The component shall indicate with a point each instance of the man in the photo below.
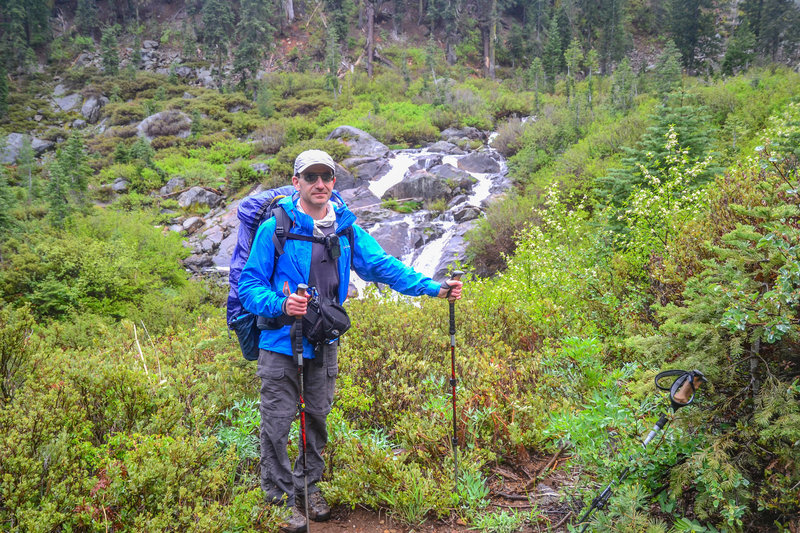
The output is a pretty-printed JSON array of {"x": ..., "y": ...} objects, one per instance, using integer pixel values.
[{"x": 315, "y": 211}]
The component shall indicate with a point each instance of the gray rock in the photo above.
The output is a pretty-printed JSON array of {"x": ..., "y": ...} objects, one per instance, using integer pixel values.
[
  {"x": 420, "y": 185},
  {"x": 480, "y": 162},
  {"x": 120, "y": 186},
  {"x": 69, "y": 102},
  {"x": 170, "y": 122},
  {"x": 40, "y": 146},
  {"x": 92, "y": 107},
  {"x": 451, "y": 134},
  {"x": 10, "y": 152},
  {"x": 445, "y": 147},
  {"x": 205, "y": 78},
  {"x": 426, "y": 163},
  {"x": 359, "y": 198},
  {"x": 345, "y": 180},
  {"x": 360, "y": 142},
  {"x": 262, "y": 168},
  {"x": 395, "y": 237},
  {"x": 192, "y": 224},
  {"x": 172, "y": 185},
  {"x": 197, "y": 197},
  {"x": 466, "y": 212},
  {"x": 225, "y": 250},
  {"x": 196, "y": 263}
]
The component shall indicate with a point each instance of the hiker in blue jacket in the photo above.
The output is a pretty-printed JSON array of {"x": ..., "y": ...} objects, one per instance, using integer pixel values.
[{"x": 269, "y": 290}]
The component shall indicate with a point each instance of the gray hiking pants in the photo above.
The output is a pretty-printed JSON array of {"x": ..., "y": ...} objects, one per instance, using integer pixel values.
[{"x": 280, "y": 386}]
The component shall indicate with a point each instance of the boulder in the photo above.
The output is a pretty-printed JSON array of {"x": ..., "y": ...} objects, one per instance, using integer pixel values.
[
  {"x": 464, "y": 212},
  {"x": 480, "y": 162},
  {"x": 420, "y": 185},
  {"x": 10, "y": 152},
  {"x": 68, "y": 102},
  {"x": 170, "y": 122},
  {"x": 120, "y": 186},
  {"x": 92, "y": 107},
  {"x": 358, "y": 198},
  {"x": 445, "y": 147},
  {"x": 199, "y": 197},
  {"x": 196, "y": 263},
  {"x": 192, "y": 224},
  {"x": 455, "y": 134},
  {"x": 360, "y": 142},
  {"x": 172, "y": 185},
  {"x": 426, "y": 162}
]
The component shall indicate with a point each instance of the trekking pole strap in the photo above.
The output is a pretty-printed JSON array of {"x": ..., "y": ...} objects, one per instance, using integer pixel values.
[{"x": 681, "y": 392}]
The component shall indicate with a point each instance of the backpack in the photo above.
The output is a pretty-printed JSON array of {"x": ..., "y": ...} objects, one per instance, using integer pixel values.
[{"x": 252, "y": 212}]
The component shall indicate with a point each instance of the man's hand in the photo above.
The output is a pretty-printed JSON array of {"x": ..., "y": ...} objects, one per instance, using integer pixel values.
[
  {"x": 296, "y": 305},
  {"x": 454, "y": 292}
]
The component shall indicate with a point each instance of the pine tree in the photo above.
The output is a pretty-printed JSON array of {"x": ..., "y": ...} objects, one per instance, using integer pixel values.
[
  {"x": 57, "y": 192},
  {"x": 3, "y": 90},
  {"x": 253, "y": 31},
  {"x": 109, "y": 50},
  {"x": 553, "y": 52},
  {"x": 668, "y": 76},
  {"x": 623, "y": 86},
  {"x": 691, "y": 125},
  {"x": 86, "y": 17},
  {"x": 25, "y": 162},
  {"x": 741, "y": 49},
  {"x": 6, "y": 201},
  {"x": 217, "y": 29},
  {"x": 74, "y": 166}
]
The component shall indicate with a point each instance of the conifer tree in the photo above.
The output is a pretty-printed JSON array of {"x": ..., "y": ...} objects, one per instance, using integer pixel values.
[
  {"x": 553, "y": 52},
  {"x": 254, "y": 32},
  {"x": 57, "y": 191},
  {"x": 74, "y": 167},
  {"x": 623, "y": 86},
  {"x": 690, "y": 124},
  {"x": 25, "y": 163},
  {"x": 668, "y": 76},
  {"x": 86, "y": 17},
  {"x": 741, "y": 49},
  {"x": 109, "y": 50},
  {"x": 3, "y": 90},
  {"x": 217, "y": 29},
  {"x": 6, "y": 200}
]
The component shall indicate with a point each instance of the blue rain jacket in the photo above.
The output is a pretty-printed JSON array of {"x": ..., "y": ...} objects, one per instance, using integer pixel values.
[{"x": 264, "y": 297}]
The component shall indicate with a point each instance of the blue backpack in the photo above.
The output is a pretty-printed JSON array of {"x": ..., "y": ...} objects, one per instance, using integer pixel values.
[{"x": 252, "y": 212}]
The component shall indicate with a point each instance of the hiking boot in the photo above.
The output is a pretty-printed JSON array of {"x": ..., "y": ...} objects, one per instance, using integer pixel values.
[
  {"x": 295, "y": 522},
  {"x": 318, "y": 508}
]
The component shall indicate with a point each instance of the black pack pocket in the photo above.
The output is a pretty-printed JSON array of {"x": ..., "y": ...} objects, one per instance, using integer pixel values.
[
  {"x": 325, "y": 320},
  {"x": 247, "y": 332}
]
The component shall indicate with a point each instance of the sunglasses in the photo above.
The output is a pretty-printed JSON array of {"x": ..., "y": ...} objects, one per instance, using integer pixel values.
[{"x": 312, "y": 177}]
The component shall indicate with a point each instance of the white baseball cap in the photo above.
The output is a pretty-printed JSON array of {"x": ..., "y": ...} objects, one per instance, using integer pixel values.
[{"x": 313, "y": 157}]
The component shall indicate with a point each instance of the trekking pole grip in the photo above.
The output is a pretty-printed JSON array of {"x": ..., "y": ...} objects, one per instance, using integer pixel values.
[{"x": 297, "y": 330}]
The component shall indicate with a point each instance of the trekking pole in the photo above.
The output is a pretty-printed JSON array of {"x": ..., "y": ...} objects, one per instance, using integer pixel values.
[
  {"x": 681, "y": 394},
  {"x": 297, "y": 346},
  {"x": 457, "y": 276}
]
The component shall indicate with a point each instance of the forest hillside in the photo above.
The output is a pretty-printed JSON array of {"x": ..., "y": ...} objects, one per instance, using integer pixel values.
[{"x": 651, "y": 222}]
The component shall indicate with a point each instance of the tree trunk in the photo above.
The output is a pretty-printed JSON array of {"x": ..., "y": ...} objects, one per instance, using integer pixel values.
[
  {"x": 288, "y": 9},
  {"x": 370, "y": 35}
]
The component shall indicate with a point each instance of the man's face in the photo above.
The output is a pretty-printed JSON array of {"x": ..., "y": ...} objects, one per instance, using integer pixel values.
[{"x": 315, "y": 185}]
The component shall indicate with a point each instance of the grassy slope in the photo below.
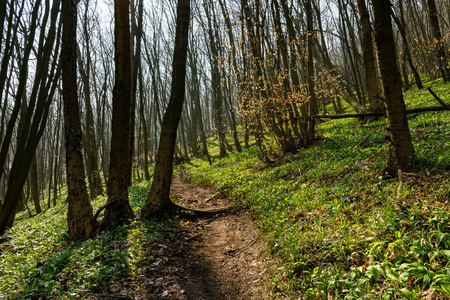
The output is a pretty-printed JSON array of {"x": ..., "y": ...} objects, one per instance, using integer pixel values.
[
  {"x": 330, "y": 215},
  {"x": 325, "y": 212}
]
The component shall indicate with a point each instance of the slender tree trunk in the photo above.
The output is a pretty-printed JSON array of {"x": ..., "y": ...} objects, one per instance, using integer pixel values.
[
  {"x": 118, "y": 210},
  {"x": 406, "y": 50},
  {"x": 310, "y": 66},
  {"x": 402, "y": 150},
  {"x": 370, "y": 66},
  {"x": 444, "y": 67},
  {"x": 81, "y": 223},
  {"x": 34, "y": 185},
  {"x": 158, "y": 199}
]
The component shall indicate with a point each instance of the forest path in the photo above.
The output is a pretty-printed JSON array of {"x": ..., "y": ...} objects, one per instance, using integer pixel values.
[{"x": 217, "y": 257}]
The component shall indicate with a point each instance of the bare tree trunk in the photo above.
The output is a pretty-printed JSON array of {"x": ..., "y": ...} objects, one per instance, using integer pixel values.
[
  {"x": 402, "y": 150},
  {"x": 80, "y": 220},
  {"x": 369, "y": 58},
  {"x": 444, "y": 68},
  {"x": 158, "y": 199},
  {"x": 34, "y": 185},
  {"x": 310, "y": 66},
  {"x": 118, "y": 210}
]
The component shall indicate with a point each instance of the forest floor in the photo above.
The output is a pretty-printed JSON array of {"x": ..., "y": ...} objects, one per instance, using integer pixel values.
[{"x": 221, "y": 256}]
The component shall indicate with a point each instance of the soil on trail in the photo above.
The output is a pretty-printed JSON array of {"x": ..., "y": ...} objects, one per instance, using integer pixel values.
[{"x": 217, "y": 257}]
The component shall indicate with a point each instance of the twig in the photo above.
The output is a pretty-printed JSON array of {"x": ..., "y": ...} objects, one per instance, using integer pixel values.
[
  {"x": 438, "y": 99},
  {"x": 212, "y": 197},
  {"x": 399, "y": 190}
]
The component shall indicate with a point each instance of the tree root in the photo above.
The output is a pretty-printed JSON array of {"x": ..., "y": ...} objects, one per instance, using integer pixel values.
[{"x": 200, "y": 212}]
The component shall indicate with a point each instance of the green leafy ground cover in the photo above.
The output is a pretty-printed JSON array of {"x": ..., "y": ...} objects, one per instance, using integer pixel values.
[
  {"x": 39, "y": 260},
  {"x": 330, "y": 215},
  {"x": 326, "y": 211}
]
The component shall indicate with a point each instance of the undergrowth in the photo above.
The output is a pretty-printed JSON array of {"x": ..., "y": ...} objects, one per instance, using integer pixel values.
[
  {"x": 327, "y": 212},
  {"x": 41, "y": 261},
  {"x": 330, "y": 214}
]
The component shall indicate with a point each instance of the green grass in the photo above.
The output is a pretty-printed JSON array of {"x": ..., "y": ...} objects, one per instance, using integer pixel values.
[
  {"x": 329, "y": 214},
  {"x": 40, "y": 260}
]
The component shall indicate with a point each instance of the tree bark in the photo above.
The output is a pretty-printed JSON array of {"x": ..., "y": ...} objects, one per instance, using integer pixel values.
[
  {"x": 402, "y": 150},
  {"x": 119, "y": 210},
  {"x": 444, "y": 68},
  {"x": 158, "y": 199},
  {"x": 34, "y": 185},
  {"x": 80, "y": 220},
  {"x": 370, "y": 66}
]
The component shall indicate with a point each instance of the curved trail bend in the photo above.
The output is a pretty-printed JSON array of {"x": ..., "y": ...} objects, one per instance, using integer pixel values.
[{"x": 217, "y": 257}]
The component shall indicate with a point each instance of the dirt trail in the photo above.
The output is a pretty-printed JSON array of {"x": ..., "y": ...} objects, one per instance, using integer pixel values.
[{"x": 217, "y": 257}]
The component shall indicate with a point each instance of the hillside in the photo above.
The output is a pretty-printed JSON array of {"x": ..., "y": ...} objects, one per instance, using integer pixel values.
[{"x": 339, "y": 227}]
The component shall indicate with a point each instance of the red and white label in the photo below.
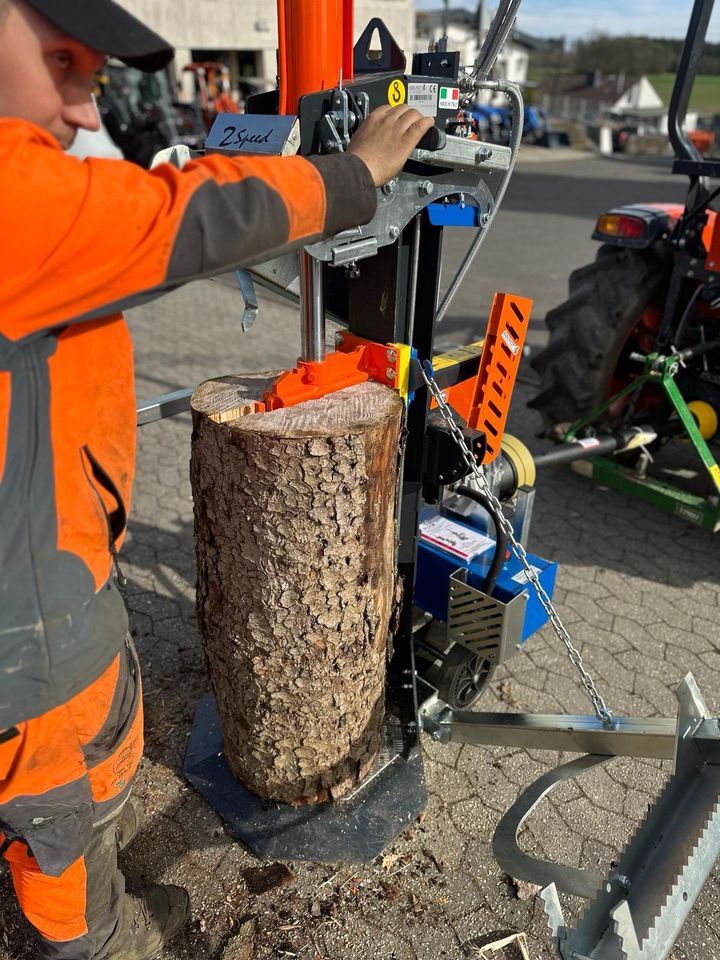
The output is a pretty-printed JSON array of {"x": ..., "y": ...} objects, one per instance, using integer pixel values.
[
  {"x": 449, "y": 98},
  {"x": 456, "y": 538}
]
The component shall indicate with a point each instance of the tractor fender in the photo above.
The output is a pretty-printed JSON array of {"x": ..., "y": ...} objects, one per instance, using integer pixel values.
[{"x": 660, "y": 218}]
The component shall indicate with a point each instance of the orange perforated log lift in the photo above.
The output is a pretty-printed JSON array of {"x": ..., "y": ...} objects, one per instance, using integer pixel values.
[{"x": 484, "y": 400}]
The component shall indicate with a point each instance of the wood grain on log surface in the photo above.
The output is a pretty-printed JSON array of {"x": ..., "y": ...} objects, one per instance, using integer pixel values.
[{"x": 295, "y": 533}]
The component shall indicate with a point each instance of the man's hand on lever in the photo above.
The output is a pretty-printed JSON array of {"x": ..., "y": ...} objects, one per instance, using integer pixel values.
[{"x": 387, "y": 138}]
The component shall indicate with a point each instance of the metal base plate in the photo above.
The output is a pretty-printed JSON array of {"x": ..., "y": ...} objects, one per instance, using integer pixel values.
[{"x": 357, "y": 829}]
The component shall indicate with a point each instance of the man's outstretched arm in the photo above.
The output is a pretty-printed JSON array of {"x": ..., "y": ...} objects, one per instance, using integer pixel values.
[{"x": 82, "y": 240}]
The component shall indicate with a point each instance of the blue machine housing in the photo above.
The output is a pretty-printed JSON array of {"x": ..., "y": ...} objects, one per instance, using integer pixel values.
[{"x": 435, "y": 565}]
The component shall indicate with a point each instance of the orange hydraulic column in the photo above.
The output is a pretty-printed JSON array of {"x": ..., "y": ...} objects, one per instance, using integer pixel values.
[{"x": 315, "y": 46}]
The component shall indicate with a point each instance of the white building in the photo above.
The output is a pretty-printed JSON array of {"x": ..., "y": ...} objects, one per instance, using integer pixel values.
[
  {"x": 466, "y": 31},
  {"x": 243, "y": 33}
]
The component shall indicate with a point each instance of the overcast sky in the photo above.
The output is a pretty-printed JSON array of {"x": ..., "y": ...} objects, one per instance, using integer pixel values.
[{"x": 577, "y": 18}]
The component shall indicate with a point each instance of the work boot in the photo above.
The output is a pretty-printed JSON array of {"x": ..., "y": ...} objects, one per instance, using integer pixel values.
[
  {"x": 128, "y": 823},
  {"x": 149, "y": 922}
]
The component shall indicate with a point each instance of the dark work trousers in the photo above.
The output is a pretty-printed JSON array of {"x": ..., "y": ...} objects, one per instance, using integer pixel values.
[{"x": 64, "y": 778}]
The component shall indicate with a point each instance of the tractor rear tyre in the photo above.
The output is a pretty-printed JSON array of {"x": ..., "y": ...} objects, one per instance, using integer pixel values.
[{"x": 590, "y": 330}]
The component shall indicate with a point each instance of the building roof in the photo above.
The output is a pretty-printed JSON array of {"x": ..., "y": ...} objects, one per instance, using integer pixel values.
[{"x": 429, "y": 20}]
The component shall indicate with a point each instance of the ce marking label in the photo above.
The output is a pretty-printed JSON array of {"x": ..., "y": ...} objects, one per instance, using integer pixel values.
[{"x": 396, "y": 93}]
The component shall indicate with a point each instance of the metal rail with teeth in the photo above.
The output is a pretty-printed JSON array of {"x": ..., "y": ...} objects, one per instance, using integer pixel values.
[{"x": 639, "y": 911}]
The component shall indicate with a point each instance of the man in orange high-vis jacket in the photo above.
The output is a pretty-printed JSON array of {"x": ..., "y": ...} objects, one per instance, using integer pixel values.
[{"x": 79, "y": 241}]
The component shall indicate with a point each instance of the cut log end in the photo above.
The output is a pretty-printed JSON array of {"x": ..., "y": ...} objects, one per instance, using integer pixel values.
[{"x": 295, "y": 534}]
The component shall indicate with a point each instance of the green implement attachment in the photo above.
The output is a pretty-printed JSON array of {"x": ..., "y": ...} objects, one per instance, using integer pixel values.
[{"x": 703, "y": 510}]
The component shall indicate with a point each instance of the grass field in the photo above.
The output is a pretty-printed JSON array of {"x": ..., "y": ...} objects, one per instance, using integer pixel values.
[{"x": 706, "y": 94}]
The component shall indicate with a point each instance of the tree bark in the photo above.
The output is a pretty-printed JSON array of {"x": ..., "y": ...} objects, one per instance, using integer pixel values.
[{"x": 295, "y": 534}]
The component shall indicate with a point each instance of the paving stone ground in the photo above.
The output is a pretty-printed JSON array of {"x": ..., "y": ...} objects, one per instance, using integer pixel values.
[{"x": 640, "y": 592}]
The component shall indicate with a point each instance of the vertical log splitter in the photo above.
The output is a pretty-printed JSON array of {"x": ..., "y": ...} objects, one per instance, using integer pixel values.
[{"x": 473, "y": 595}]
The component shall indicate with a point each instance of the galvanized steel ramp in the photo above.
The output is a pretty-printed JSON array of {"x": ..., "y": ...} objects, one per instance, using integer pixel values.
[{"x": 648, "y": 894}]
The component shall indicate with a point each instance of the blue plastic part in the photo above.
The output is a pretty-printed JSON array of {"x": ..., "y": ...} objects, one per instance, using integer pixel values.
[
  {"x": 434, "y": 567},
  {"x": 454, "y": 214}
]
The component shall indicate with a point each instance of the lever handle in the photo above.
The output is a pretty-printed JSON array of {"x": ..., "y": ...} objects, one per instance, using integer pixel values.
[{"x": 434, "y": 139}]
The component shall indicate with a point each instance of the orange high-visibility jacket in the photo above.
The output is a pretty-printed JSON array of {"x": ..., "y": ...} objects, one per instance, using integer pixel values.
[{"x": 80, "y": 241}]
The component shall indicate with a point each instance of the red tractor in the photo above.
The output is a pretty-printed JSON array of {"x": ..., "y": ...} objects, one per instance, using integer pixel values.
[{"x": 634, "y": 352}]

**What to do**
Give back the lines of the listing from the one with "handle in the photo above." through the end, both included, exactly as written and with nothing added.

**Output for this task**
The component shall indicate with a point each instance of the lever handle in the photo above.
The output is a pretty-printed JSON array of {"x": ..., "y": ...} objects, one per instance, using integer pixel values.
[{"x": 434, "y": 139}]
The component shall indicate with a point each instance of the orange high-visibility jacket in the photo above.
The output is a pretty-printed JSON array of {"x": ..., "y": ...} objects, one per instance, using integer pixel values.
[{"x": 80, "y": 241}]
The component shall indicate with a point each instance of the red tractor in the photo above.
The output is a pretty-printed JSON array of {"x": ..., "y": ...} objects, one per instance, using integer pixel values.
[{"x": 634, "y": 352}]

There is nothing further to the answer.